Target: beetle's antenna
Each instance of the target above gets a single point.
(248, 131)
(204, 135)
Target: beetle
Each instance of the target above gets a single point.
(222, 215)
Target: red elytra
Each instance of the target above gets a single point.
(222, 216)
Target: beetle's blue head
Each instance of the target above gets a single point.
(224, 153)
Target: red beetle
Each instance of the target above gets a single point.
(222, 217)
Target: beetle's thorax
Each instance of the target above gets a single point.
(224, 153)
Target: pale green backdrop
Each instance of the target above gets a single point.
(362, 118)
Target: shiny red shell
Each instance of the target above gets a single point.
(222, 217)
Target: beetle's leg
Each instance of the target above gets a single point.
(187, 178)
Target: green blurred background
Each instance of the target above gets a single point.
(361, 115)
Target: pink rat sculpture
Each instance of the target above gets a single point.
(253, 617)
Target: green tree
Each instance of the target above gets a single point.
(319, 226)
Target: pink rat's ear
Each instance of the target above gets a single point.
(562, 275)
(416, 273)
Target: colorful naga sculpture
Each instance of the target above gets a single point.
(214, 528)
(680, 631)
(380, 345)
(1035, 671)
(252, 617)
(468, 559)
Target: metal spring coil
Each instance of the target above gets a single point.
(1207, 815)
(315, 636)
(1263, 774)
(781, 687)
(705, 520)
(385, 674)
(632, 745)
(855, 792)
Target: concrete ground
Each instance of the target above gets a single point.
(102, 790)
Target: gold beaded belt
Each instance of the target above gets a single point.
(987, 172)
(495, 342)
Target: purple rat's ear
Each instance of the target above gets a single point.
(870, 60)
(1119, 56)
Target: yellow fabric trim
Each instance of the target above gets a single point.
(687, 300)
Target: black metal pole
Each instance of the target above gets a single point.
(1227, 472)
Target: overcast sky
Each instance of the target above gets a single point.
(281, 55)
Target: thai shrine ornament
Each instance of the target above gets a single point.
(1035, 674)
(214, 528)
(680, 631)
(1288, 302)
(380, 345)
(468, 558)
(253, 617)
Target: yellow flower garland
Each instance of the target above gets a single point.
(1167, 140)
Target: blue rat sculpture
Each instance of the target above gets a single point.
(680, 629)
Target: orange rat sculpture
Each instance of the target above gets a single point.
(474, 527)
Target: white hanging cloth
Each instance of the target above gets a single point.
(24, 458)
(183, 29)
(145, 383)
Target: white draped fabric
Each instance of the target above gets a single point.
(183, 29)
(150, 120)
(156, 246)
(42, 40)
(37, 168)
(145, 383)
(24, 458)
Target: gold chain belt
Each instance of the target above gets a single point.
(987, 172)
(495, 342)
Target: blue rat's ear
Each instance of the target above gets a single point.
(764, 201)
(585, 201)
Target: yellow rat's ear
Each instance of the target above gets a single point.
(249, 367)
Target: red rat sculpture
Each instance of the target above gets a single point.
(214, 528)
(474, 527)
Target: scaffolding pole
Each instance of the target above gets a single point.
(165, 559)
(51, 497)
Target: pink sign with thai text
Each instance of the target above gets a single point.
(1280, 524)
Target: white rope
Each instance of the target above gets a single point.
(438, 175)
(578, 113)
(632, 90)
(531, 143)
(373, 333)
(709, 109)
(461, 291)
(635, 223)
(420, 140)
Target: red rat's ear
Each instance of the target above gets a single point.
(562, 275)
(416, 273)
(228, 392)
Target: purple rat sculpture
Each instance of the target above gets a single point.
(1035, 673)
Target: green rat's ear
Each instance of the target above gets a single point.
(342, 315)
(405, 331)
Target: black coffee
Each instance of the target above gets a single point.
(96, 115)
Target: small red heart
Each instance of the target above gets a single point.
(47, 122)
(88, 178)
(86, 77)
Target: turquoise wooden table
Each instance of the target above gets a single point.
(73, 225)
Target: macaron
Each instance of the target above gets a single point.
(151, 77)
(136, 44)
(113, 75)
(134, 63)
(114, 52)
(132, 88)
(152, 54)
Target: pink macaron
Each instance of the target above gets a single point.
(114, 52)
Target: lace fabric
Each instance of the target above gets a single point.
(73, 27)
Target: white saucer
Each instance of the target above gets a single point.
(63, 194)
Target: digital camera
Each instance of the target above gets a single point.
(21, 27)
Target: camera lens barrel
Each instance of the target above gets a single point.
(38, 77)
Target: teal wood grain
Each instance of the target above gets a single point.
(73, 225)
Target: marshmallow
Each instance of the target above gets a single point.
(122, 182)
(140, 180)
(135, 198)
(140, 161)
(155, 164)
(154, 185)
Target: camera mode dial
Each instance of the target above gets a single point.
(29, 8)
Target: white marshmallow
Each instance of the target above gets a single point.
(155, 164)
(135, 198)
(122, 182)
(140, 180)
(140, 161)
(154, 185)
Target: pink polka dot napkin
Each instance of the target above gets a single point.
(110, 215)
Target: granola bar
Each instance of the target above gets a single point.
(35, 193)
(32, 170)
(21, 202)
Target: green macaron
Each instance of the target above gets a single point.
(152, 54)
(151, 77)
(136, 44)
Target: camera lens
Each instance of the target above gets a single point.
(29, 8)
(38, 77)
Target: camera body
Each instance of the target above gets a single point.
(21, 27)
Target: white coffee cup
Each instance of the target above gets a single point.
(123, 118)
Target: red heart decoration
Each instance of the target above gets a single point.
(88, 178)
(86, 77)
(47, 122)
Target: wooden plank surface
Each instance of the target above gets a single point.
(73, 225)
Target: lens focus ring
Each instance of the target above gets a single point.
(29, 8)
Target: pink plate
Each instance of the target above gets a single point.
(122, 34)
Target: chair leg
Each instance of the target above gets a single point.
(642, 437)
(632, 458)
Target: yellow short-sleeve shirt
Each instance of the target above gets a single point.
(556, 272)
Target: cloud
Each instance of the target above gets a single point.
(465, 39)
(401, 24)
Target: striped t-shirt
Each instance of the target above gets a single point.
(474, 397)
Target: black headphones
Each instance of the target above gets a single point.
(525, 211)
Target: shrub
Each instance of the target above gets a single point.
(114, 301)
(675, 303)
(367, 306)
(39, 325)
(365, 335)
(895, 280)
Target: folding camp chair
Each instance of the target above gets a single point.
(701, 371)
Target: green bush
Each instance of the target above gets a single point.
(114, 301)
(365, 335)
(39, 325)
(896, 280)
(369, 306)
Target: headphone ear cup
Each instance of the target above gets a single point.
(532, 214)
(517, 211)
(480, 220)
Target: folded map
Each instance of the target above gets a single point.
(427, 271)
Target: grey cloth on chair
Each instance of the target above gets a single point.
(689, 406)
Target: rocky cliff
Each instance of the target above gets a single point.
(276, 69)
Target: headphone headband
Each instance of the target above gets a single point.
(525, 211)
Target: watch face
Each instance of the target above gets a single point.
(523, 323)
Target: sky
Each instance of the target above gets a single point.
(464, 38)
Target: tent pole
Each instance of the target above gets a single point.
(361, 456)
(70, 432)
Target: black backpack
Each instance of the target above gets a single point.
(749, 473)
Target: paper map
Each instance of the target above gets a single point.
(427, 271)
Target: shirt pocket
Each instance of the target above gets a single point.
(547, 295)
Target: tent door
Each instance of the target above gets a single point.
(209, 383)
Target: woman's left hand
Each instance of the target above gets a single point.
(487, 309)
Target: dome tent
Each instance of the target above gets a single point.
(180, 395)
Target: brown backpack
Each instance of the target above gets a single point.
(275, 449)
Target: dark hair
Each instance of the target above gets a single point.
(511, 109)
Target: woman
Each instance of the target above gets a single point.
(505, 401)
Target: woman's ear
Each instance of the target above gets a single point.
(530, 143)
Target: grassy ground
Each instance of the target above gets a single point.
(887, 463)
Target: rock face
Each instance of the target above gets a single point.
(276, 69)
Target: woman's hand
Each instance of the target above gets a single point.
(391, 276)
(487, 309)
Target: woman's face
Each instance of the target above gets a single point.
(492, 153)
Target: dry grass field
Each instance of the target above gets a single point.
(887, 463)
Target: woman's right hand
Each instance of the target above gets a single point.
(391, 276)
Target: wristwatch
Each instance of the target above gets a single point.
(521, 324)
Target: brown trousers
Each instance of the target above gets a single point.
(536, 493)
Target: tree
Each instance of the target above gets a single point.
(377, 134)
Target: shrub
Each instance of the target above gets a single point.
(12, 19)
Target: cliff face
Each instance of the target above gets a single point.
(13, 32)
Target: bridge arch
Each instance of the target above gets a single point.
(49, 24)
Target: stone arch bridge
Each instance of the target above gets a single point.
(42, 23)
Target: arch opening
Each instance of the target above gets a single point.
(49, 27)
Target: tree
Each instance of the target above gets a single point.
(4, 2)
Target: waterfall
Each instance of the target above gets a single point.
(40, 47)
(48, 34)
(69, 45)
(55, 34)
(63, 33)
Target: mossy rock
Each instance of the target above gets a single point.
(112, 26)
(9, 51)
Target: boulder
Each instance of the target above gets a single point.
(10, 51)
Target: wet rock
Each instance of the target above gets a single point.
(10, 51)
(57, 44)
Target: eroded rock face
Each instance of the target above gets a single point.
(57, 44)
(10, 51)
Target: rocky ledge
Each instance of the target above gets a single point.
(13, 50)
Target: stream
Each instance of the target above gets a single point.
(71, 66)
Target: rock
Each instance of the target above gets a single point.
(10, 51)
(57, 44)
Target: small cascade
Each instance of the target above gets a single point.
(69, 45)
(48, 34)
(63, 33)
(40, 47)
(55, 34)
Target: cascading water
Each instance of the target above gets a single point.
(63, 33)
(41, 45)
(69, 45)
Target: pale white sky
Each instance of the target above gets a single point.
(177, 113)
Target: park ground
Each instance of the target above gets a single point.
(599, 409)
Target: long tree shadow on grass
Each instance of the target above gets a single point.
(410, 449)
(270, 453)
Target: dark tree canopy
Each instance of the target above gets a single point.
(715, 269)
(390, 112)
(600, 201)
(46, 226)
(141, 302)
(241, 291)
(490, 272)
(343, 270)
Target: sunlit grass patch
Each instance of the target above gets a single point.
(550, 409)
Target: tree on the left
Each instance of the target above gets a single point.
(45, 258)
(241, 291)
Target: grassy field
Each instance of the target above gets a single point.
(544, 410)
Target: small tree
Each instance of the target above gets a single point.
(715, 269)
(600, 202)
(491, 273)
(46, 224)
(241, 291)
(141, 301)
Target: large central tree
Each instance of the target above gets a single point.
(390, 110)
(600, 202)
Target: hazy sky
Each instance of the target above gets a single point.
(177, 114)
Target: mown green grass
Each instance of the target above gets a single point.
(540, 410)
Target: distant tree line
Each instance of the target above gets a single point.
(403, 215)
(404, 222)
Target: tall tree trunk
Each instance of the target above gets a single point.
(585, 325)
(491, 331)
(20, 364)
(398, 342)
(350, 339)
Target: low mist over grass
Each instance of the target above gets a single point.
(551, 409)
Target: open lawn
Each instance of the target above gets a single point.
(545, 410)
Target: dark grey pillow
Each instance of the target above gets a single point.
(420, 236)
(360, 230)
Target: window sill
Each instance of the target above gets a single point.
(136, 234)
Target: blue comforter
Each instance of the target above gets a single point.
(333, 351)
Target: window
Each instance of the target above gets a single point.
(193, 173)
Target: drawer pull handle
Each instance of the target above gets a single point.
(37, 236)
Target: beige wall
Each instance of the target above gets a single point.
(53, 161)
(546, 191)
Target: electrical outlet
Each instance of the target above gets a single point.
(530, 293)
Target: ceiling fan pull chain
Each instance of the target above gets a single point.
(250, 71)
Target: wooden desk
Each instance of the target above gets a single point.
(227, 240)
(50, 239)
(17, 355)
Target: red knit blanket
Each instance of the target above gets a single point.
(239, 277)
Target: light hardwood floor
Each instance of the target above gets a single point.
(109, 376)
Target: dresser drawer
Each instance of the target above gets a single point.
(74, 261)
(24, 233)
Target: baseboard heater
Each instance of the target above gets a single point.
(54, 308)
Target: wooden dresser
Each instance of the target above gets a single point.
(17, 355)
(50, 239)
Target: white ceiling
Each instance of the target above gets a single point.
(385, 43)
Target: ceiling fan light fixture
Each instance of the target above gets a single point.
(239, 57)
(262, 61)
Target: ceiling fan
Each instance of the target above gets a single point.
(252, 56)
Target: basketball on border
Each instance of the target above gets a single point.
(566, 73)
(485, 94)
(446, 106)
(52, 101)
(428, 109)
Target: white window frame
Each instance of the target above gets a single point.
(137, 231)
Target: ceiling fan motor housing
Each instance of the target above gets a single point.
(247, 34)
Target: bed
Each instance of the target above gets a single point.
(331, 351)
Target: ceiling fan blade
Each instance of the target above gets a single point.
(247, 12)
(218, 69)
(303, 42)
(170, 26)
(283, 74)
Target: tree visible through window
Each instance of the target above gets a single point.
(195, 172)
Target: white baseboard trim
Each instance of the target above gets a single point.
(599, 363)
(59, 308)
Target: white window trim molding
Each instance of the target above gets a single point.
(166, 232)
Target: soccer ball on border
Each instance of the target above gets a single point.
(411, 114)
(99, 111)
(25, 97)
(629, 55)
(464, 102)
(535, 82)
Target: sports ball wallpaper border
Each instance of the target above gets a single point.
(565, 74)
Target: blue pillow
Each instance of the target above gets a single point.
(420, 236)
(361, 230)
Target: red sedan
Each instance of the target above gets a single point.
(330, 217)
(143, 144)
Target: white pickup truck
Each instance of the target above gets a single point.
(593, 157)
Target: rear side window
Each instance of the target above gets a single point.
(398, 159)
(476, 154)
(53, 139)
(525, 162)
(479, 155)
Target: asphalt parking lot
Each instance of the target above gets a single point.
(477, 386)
──────
**Your assignment**
Transcribe the material exactly, stopping after the "Target: green blurred background" line.

**Written response**
Target: beetle's antenna
Each instance of the target above gets a single point.
(248, 131)
(204, 135)
Target: beetle
Each instance of the target above gets a single point.
(222, 215)
Target: red elytra
Each instance of the target above gets a single point.
(222, 216)
Target: beetle's blue head
Each instance of the target above gets a single point.
(224, 153)
Target: red beetle
Each instance of the target above gets a single point.
(222, 217)
Target: beetle's thorax
Each instance of the target above gets a single point.
(224, 153)
Target: pale green backdrop
Each instance of the target above gets a single point.
(362, 118)
Target: shiny red shell
Each instance of the target above gets a single point.
(222, 217)
Target: beetle's leg
Each instance of the target above gets a single point.
(187, 178)
Target: green blurred background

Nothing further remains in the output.